La famille face au mutisme de l’instruction policière 

La famille d’Israël se heurte au silence des autorités policières, qui refusent de leur communiquer la moindre information sur l’enquête liée à sa mort. Elle réclame justice et des réponses à ses nombreuses interrogations.

De nombreuses zones d’ombre subsistent concernant les jours qui ont précédé le décès tragique d’Israël.

La famille se demande pourquoi, au sein du club de Châteauroux, personne ne l’a informée de la chute et des douleurs à l’épaule dont Israël avait souffert.

Pourquoi, à ce jour, elle ignore toujours qui a ramené Israël de son stage à Châteauroux, et ce que cette personne pourrait savoir des événements survenus pendant le stage.

Pourquoi les résultats des examens réalisés à l’hôpital Jacques-Cœur ne mentionnent pas la douleur à l’épaule, pourtant au cœur de ses plaintes.

Pourquoi un tel flou opaque entoure l’enquête sur la mort du jeune adolescent.

Enfin, elle ne comprend pas comment il est possible qu’elle ait appris par la presse qu’une autopsie avait été réalisée.

Démunie et tenue à l’écart de l’enquête, la famille d’Israël cherche désespérément à comprendre ce qui s’est réellement passé et exige une justice digne de ce nom pour Israël.

Une énième négligence médicale : 

Dans ses différentes prises de parole sur les réseaux sociaux ainsi qu’à nous, la sœur d’Israël, Christia, dénonce une négligence médicale. Elle pointe du doigt le fait que la gravité des douleurs ressenties par son frère aurait été minimisée, d’abord par l’opérateur du SAMU, et ensuite à l’hôpital Jacques-Cœur, où les résultats des examens ne mentionnent pas les douleurs à l’épaule pourtant centrales. Comme d’autres internautes, elle relie ces négligences au « syndrome méditerranéen ».

Le syndrome méditerranéen est un biais raciste documenté dans le secteur hospitalier. Il consiste à sous-estimer la douleur, les symptômes, ou même à refuser de soigner des personnes racisées, notamment celles d’origine africaine, sous prétexte qu’elles seraient, selon un stéréotype raciste, plus résistantes à la douleur.

Un exemple tragique de ce syndrome est l’affaire Naomi Musenga, décédée à Strasbourg en décembre 2017 après une non-prise en charge par le SAMU. Lors de son appel, l’opératrice s’était montrée méprisante et cassante, n’ayant pas pris au sérieux la détresse de Naomi, avant de lui raccrocher au nez sans envoyer d’ambulance. Naomi avait attendu près de cinq heures avant d’être prise en charge par SOS Médecins, puis transportée à l’hôpital, où elle décède le 29 décembre 2017. En 2024, l’opératrice a été reconnue coupable de non-assistance à personne en danger et condamnée à un an de prison avec sursis par le tribunal correctionnel de Strasbourg.

####

### [Consignes]
A - Répondez à ces questions à partir du texte.
(i) Dans quel hôpital les examens d'Israël ont-ils été réalisés ?
(ii) Par quel moyen la famille a-t-elle appris qu'une autopsie avait eu lieu ?
(iii) À quelle peine l'opératrice a-t-elle été condamnée en 2024 ?
B - Reproduisez fidèlement un passage du texte : commencez aux mots « La famille se » et arrêtez-vous après les mots « du jeune adolescent. ».
C - Traduisez en anglais cette phrase du texte : « De nombreuses zones d’ombre subsistent concernant les jours qui ont précédé le décès tragique d’Israël. »
Appuyez-vous uniquement sur le texte ci-dessus.

### [Données fournies]
####

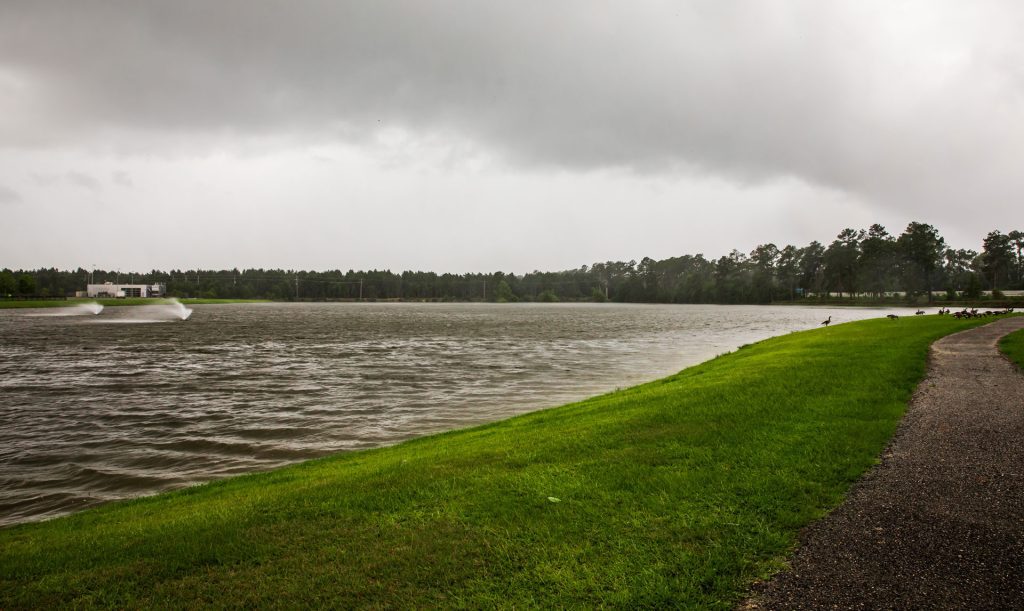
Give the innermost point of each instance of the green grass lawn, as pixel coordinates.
(675, 493)
(60, 303)
(1013, 346)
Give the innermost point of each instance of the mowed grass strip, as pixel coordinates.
(1013, 346)
(679, 492)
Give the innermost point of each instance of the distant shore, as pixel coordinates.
(677, 492)
(982, 304)
(130, 301)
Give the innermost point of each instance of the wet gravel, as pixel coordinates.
(939, 523)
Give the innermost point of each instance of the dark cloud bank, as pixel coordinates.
(915, 106)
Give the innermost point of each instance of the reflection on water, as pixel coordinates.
(92, 412)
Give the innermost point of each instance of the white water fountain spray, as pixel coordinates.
(88, 308)
(178, 309)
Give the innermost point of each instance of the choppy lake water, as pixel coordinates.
(134, 400)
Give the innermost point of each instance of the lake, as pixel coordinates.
(135, 400)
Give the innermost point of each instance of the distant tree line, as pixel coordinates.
(862, 263)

####

### [Réponses]
A -
(i) À l'hôpital Jacques-Cœur.
(ii) Par la presse.
(iii) À un an de prison avec sursis.

B -
La famille se demande pourquoi, au sein du club de Châteauroux, personne ne l’a informée de la chute et des douleurs à l’épaule dont Israël avait souffert.

Pourquoi, à ce jour, elle ignore toujours qui a ramené Israël de son stage à Châteauroux, et ce que cette personne pourrait savoir des événements survenus pendant le stage.

Pourquoi les résultats des examens réalisés à l’hôpital Jacques-Cœur ne mentionnent pas la douleur à l’épaule, pourtant au cœur de ses plaintes.

Pourquoi un tel flou opaque entoure l’enquête sur la mort du jeune adolescent.

C - Many gray areas remain regarding the days leading up to Israël's tragic death.